What is needed: Turn the lines of the records below into a numbered list, leaving out any blank lines.

------------------------------------------------------------

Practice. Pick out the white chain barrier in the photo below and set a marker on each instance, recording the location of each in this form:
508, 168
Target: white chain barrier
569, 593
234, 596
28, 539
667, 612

------------------------------------------------------------

Solution to this problem:
1. Practice. Pick out the white chain barrier in the photo below and set a marker on each instance, recording the location of each in this form:
2. 508, 168
3. Target: white chain barrier
4. 569, 593
5. 234, 596
6. 28, 539
7. 667, 612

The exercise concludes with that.